*** LISTED ENTRIES ***

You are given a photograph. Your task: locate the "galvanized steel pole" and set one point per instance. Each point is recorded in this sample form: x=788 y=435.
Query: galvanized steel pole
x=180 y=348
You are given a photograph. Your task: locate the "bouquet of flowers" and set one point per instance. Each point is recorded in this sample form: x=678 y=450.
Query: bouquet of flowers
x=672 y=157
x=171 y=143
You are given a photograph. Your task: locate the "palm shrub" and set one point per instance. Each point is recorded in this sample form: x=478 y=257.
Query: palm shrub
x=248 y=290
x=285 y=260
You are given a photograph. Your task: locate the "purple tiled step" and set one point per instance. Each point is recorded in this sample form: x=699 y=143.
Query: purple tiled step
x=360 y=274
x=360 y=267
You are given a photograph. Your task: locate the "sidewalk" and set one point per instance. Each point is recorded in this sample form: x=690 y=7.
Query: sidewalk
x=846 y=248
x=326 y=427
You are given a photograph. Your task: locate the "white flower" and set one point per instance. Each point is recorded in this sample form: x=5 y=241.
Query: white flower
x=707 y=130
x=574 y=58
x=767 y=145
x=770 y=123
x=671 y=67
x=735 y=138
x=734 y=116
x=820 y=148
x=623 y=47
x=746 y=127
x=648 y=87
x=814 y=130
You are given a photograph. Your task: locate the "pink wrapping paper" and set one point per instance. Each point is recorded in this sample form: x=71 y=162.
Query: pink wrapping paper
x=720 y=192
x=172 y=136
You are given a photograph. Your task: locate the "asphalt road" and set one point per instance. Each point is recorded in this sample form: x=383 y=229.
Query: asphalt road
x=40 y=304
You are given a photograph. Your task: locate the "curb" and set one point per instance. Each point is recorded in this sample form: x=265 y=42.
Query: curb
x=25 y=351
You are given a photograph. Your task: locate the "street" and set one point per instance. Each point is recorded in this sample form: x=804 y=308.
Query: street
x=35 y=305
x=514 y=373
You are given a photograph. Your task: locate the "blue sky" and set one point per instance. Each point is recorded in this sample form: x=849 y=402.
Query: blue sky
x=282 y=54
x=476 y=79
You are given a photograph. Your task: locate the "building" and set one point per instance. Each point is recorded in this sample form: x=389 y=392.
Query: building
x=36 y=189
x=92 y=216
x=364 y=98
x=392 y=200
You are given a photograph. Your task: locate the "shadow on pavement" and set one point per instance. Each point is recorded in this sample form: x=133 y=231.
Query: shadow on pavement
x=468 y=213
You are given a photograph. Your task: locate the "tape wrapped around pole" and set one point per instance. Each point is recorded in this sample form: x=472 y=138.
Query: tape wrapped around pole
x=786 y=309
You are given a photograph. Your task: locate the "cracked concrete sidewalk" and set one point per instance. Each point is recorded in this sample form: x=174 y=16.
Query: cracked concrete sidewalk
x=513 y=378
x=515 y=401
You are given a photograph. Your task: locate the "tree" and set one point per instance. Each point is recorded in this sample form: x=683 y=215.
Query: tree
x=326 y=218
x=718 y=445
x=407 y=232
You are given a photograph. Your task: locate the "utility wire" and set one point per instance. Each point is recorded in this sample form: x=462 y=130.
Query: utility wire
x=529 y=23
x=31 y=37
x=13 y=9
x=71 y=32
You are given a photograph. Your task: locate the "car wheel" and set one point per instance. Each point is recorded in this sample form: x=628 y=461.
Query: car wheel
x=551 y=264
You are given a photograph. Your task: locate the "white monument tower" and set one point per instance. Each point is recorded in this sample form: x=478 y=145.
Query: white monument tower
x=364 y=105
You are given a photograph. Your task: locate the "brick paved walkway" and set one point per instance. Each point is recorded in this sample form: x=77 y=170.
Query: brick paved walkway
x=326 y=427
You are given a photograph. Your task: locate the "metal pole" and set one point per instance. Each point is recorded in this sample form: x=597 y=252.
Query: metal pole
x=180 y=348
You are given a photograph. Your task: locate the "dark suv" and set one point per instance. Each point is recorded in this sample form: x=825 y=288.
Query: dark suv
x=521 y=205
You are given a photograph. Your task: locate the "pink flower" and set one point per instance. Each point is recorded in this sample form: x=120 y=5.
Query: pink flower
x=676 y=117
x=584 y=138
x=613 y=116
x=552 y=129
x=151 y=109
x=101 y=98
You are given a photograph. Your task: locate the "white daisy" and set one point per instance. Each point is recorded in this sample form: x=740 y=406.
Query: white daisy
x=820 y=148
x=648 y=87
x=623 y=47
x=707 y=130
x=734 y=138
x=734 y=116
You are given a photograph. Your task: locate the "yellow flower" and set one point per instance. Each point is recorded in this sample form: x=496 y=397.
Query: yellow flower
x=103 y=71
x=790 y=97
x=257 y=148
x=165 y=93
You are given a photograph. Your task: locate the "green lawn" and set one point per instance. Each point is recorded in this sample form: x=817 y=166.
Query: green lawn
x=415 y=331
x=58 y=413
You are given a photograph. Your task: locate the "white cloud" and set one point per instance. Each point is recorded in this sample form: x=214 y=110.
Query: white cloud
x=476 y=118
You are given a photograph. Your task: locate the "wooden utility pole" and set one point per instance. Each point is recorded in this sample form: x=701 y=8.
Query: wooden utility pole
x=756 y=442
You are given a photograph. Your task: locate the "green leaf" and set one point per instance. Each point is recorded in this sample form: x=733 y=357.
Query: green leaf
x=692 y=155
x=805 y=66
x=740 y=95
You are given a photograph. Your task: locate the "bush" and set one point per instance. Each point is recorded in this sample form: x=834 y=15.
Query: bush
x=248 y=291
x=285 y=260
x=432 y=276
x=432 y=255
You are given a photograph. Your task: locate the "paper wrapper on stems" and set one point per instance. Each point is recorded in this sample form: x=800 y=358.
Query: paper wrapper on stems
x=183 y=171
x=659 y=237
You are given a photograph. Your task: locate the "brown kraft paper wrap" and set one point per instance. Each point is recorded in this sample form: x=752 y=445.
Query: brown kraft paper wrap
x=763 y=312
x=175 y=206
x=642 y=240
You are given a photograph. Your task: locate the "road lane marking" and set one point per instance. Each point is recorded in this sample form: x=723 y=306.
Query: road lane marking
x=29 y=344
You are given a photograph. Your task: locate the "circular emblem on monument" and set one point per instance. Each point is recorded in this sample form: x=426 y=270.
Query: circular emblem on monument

***

**WORK TO COMPLETE:** Reproduce verbatim the portion of the data that begins with the line containing "form: x=71 y=162." and ends with the line containing "x=468 y=213", including both of those lines.

**WRITTEN SOLUTION:**
You are given a photograph. Your task: locate the "pink wrapping paper" and set one point per instance. Each point is recorded in this sample form: x=71 y=162.
Query: pink wrapping paper
x=720 y=192
x=172 y=136
You are given a photograph. Your task: locate the "asphalt road" and set one point per instance. Each point is recorded in this sample form: x=383 y=229.
Query: asphalt road
x=40 y=304
You are given a photograph. Your task: locate the "curb" and set one point per instance. Each point is recorded in this sample form: x=265 y=42.
Query: curb
x=25 y=351
You are given a photograph. Your task: locate the "street" and set one point per instance. Each point is recorded in this sample form: x=804 y=308.
Query: street
x=35 y=305
x=514 y=373
You are given a photograph. Your task: locate the "blue sky" and set one point per instance. Each point is recorded in this sample form: x=849 y=402.
Query: blue sky
x=282 y=54
x=476 y=79
You are given a photograph. Your task: locate the "building" and set one point per instance. Each point is recorded in this sample form: x=389 y=392.
Query: building
x=36 y=189
x=92 y=216
x=364 y=98
x=392 y=200
You are given a photograph. Your task: locate the "shadow on pavement" and set one point per instance. Each point is recorded in this sample form: x=133 y=231.
Query: shadow on pavement
x=468 y=213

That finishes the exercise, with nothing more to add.